▶ **Supplied passage**
--*--

So that’s one reason why some people go into ketosis faster than others; the more carbs they’re accustomed to eating, the longer it will take.
If you exercise regularly or have a naturally high metabolism, you use up energy pretty quickly. Once you stop eating lots of carbs your body still needs lots of energy, though, and it won’t be long before it’s burned through its stored glycogen. So it will enter ketosis pretty quickly to get the ketones it requires to keep going.
In other words, the more active you are, the more likely you are to go into ketosis quickly after you start the keto diet.
Other factors can come into play as well, such as your age (which affects your metabolism) and how rigorous a keto diet you choose to follow. According to Diet Hive, the optimal mix of micronutrients is 75% fat, 20% protein and 5% carbs. However, if you choose a version of keto that allows 10% carbs, it will take you longer to get into ketosis. Conversely, if you start your keto diet with intermittent fasting (as some suggest), you may get there faster.
Entering Ketosis: What’s Slow, and What’s Fast?
If you’re eating 20 grams of fat per day (that’s around 5% of most people’s normal caloric intake), it should take between 1-4 days to enter ketosis, unless you’re also dealing with one of the other factors we’ve mentioned (like previously eating lots of carbs or having a slow metabolism). In that case, it can take as long as a week.
Some versions of keto allow you to eat as much as 50 grams of fat per day, and in that case, it can take as long as 10-14 days to enter ketosis.
One important thing to note: Just because you’re in ketosis, that doesn’t mean that your body fat will start disappearing the same day. You may lose some water weight initially, but until your body “fat-adapts” it won’t be running completely on ketones. That can take several weeks.

--*--

▶ **Data under study**
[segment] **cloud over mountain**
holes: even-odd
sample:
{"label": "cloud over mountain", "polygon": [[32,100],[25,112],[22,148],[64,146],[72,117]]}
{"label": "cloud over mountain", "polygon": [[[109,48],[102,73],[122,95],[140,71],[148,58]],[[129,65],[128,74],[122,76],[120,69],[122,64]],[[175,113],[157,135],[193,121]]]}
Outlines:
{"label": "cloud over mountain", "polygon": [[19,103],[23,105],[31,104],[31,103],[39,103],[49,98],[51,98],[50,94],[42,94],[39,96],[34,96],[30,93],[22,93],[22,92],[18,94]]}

--*--

▶ **What you will do**
- a) How long can it take for the body to "fat-adapt," according to the ketosis passage?
- b) Can you quote the stretch of the ketosis passage from "In other words, the" through "and What’s Fast?", word for word?
Rely only on the ketosis passage and ignore the material.

▶ **Task-by-task answers**
- a) Several weeks.

- b)
In other words, the more active you are, the more likely you are to go into ketosis quickly after you start the keto diet.
Other factors can come into play as well, such as your age (which affects your metabolism) and how rigorous a keto diet you choose to follow. According to Diet Hive, the optimal mix of micronutrients is 75% fat, 20% protein and 5% carbs. However, if you choose a version of keto that allows 10% carbs, it will take you longer to get into ketosis. Conversely, if you start your keto diet with intermittent fasting (as some suggest), you may get there faster.
Entering Ketosis: What’s Slow, and What’s Fast?